*** SOURCE MATERIAL ***

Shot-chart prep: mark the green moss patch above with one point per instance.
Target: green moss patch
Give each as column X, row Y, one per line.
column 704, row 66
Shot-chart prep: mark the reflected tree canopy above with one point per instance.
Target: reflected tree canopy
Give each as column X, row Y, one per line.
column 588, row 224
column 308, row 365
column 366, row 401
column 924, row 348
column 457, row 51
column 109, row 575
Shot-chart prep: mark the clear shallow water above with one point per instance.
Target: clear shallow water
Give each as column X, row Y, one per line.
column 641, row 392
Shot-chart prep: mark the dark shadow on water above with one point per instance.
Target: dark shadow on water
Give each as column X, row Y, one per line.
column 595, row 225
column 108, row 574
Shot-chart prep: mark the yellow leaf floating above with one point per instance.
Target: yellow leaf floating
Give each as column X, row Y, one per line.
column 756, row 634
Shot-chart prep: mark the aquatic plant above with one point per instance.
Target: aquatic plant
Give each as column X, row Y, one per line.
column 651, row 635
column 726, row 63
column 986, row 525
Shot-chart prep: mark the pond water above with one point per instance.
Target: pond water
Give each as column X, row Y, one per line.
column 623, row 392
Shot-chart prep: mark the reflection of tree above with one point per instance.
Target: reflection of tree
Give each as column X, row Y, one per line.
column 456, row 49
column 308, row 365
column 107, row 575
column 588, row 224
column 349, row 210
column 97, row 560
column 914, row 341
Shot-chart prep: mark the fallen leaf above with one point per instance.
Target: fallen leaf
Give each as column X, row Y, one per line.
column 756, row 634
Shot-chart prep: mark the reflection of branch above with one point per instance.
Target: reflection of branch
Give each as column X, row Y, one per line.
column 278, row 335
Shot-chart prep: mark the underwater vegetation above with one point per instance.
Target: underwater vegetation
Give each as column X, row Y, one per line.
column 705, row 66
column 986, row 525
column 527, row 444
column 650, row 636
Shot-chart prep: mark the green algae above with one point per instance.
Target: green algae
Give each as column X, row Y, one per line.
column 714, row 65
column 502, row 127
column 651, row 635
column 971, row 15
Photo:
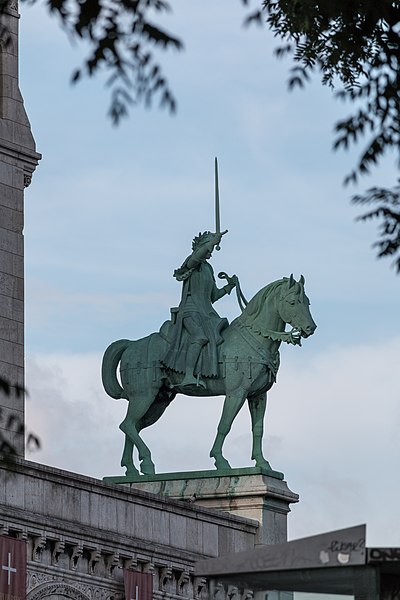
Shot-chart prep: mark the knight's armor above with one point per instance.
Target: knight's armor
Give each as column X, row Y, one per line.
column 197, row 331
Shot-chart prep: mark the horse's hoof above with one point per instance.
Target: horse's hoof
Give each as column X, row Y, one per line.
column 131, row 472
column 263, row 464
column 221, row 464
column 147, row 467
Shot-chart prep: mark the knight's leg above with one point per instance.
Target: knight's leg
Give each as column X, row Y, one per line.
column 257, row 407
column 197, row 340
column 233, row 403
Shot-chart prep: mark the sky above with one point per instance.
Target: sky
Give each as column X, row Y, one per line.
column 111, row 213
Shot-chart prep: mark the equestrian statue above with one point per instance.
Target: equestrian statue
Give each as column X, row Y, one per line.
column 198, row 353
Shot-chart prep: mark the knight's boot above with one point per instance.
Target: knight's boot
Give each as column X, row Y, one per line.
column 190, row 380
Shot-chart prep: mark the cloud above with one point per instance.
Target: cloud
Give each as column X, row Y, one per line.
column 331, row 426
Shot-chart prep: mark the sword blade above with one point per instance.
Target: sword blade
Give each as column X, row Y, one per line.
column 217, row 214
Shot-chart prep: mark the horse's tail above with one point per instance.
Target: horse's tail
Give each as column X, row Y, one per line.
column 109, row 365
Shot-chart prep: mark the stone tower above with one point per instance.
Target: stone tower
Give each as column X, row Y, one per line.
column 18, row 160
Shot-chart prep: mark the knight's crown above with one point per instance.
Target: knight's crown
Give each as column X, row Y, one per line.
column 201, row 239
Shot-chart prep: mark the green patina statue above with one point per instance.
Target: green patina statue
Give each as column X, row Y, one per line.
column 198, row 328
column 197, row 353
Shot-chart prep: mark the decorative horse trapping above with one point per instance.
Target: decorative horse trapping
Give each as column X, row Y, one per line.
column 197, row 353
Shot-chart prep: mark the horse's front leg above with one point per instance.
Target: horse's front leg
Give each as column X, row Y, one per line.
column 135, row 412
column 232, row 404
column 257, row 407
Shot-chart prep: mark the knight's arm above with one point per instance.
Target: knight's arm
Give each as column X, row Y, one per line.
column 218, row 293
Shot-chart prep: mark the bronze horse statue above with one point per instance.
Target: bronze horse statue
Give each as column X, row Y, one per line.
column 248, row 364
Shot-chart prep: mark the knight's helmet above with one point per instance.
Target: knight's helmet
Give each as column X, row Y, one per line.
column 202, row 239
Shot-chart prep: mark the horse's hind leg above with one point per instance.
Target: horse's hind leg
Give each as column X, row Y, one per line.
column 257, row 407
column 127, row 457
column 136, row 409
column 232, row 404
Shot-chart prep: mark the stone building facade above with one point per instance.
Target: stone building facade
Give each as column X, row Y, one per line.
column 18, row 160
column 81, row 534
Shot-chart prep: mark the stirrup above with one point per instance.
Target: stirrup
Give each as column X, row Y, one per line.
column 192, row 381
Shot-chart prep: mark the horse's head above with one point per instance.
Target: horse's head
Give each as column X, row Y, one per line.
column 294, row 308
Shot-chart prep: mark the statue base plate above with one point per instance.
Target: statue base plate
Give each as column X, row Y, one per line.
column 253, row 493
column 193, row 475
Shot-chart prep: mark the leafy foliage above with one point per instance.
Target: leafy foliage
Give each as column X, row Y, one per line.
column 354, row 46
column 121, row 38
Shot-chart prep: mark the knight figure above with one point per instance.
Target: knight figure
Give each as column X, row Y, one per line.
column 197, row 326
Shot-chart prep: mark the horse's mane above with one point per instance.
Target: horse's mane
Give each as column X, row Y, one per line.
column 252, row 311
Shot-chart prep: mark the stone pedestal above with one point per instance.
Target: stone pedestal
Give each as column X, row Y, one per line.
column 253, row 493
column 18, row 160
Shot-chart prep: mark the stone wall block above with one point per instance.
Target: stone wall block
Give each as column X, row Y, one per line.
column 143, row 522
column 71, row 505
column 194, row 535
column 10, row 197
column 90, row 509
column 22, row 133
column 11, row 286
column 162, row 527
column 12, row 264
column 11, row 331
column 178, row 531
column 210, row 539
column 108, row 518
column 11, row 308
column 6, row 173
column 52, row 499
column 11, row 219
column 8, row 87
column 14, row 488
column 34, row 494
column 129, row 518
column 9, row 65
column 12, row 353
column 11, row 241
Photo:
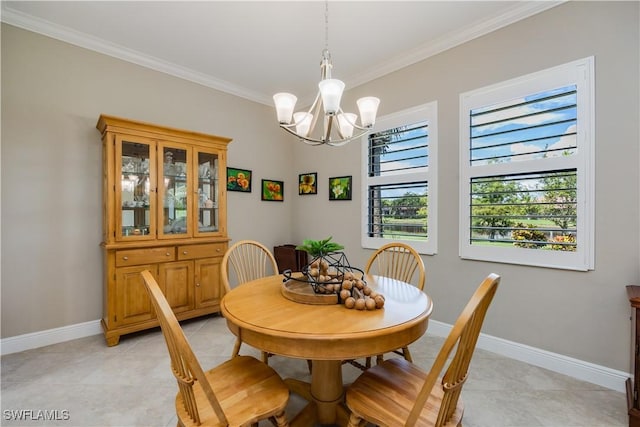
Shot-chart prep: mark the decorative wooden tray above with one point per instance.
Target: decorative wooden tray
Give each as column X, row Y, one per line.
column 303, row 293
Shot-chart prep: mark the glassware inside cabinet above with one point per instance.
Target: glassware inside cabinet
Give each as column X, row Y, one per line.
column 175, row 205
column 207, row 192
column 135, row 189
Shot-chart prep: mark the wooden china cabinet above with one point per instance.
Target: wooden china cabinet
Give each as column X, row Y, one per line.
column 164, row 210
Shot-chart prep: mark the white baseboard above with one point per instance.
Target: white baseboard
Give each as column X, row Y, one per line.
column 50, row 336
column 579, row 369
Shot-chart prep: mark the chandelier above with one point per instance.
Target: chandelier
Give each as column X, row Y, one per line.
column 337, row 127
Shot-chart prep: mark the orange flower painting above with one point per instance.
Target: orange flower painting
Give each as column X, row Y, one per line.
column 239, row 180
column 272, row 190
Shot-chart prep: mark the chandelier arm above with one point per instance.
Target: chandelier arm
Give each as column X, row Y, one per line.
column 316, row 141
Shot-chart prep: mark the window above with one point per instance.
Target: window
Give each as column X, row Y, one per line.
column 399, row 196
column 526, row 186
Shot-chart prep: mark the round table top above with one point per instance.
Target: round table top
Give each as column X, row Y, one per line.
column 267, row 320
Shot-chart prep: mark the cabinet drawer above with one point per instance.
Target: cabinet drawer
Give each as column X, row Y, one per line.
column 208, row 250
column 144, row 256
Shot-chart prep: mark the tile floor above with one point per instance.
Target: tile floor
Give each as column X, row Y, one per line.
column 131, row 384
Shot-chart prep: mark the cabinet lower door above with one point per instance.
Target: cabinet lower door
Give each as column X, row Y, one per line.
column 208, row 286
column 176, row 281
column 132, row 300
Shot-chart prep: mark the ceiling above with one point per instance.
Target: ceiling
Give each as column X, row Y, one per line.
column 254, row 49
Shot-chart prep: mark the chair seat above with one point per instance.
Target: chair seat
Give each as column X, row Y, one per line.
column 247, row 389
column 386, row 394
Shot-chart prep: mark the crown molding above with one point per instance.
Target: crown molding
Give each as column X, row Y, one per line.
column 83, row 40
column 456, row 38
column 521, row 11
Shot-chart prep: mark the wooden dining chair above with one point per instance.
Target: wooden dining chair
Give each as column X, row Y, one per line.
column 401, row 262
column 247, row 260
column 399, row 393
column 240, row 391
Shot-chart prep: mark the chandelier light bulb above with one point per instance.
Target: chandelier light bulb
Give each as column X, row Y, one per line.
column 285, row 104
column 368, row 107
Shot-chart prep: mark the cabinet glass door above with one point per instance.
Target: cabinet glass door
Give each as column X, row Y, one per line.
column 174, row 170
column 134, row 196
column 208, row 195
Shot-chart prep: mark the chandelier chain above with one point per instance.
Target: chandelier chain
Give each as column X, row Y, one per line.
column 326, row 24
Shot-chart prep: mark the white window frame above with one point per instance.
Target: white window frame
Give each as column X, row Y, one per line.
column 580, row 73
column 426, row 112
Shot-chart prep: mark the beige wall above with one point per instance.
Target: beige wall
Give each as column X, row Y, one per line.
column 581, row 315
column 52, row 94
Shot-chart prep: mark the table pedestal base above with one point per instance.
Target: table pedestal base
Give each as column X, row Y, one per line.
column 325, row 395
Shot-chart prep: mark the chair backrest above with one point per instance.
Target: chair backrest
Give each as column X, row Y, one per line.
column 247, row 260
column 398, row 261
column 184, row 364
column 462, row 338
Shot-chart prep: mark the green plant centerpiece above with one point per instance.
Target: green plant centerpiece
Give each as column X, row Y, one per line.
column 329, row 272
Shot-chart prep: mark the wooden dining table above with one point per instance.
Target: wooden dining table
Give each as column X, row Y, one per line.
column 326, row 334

***

## [WHAT TO WORK ON]
Reproduce the records word for word, starting at the line that contains "Shot-chart prep: mark the horse's hind" and ending at the line that contains "column 192, row 381", with both of those lines included.

## [WRITTEN SOLUTION]
Shot-chart prep: mark the horse's hind leg above with one point per instance.
Target: horse's hind leg
Give each as column X, row Y, one per line.
column 257, row 407
column 127, row 457
column 136, row 409
column 232, row 404
Shot-chart prep: mark the stone building facade above with one point per instance.
Target: stone building facade
Give each as column X, row Y, one per line.
column 18, row 160
column 81, row 534
Shot-chart prep: mark the stirrup above with one point per instance.
Target: stirrup
Give each as column X, row Y, one per line.
column 192, row 381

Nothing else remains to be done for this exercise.